[Collection entries]
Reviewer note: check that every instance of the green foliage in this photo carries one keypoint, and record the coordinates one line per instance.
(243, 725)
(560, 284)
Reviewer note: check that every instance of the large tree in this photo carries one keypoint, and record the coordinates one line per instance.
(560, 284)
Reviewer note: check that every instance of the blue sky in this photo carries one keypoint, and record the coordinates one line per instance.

> **Your task**: Give the entries again in full, with nothing changed.

> **Result of this exercise**:
Reviewer note: check that every instance of the green foliage in this photo carries one keypoint, and record the coordinates one line per instance.
(243, 725)
(560, 284)
Reviewer note: check that every instance of the large tree in this photo carries one keypoint, and record the coordinates one line per instance.
(560, 284)
Reviewer note: check that every instance of the blue sky in this photo carries one keypoint, and record the coordinates one line per instance.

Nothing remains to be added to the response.